Work task: In the article about Ann Stapleton's lab, which API does CyVerse use to manage analyses that are too big for a laptop?

Passing the Big Data Test

By Shelley Littin, Cyverse

Ann Stapleton has turned her laboratory into a powerhouse for workforce development, training the next generation of data scientists in cutting-edge data analysis techniques. More than a dozen students under her tutelage actively contribute to large-scale science projects, conceptualizing, developing, and testing product and analysis tutorials for CyVerse platforms.

Every new data analysis method must be tested against existing methods to ensure that the new option works as well, if not better.

“This is very labor-intensive,” said Stapleton, an associate professor of biology and marine biology at the University of North Carolina at Wilmington (UNCW), “especially if you want to test a new analysis method against multiple existing methods. There’s a real benefit to building an extensible and resource-scalable system.”

Stapleton, who has a background in plant biology and genetics, began working in cyberinfrastructure in 2001 when she teamed up with colleagues to develop an infrastructure called GridNexus. The project developed a scientific workflow interface that was used for more than ten years for teaching grid computing. Stapleton soon became a pivotal figure in biology cyberinfrastructure. Now she works at the interface of teaching and research.

“We generate test data, run it through analyses, and analyze the results to ensure the analysis program works the way it’s supposed to. This is the positive control for our user’s data analysis projects,” Stapleton explained.

“What’s special about what we’re doing is that it’s scalable,” she continued.

The challenge, Stapleton said, is that “many modern analyses can’t be done on a laptop or even on the resources available at a given institution. And, there are many universities where people don’t have access to computational resources. Finally, many options require quite a bit of technical expertise and interest.”

“What CyVerse provides is the ability to scale up analyses that are too big to be done on a laptop, using the Agave API to manage the process.” The Agave API platform underlies CyVerse data management services and provides hosted services for researchers to access data and publish and share results.

Stapleton is deeply invested in preparing students for work in the real world, and strives to build her lab into what she calls a “mentoring machine.”

“We try to do everything exactly as in industry. We do all the things that happen during production: task selection, modeling, testing, tutorial writing, and aspects of software development that occur in the real world. Training students in best practices on a small scale will make it easier for them as they transition to larger operations.”

Her students have a variety of tasks: writing software code and scripts, debugging existing code, developing tutorials and documentation, maintaining the computational infrastructure, ensuring the data tests are up to muster, and testing new code – just to name a few.

One such project is the CyVerse Validate workflow, which provides a versatile, scalable positive-control analysis for researchers’ GWAS (genome-wide association studies) and whole-genome prediction (Genomic Selection, GS) tests.  

“With the help, information, and tutorials that we give them, and of course our code in Validate, we can get researchers started optimizing their genome-wide association and prediction analyses,” Stapleton said.

“Ultimately, we want to encourage researchers to use additional tools and add to the documentation, to make it easier for people to learn to install their own programs and manage their own user groups,” Stapleton noted, referencing CyVerse’s mantra, a project that is “of, by, and for the community.”

Image point grounding rows:
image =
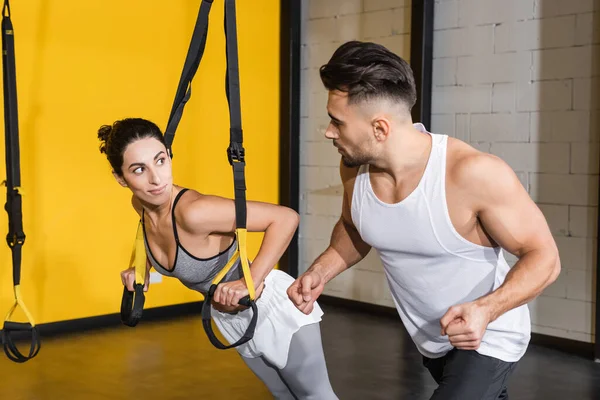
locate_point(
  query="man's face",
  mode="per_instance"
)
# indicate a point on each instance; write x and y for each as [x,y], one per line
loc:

Task answer: The Agave API.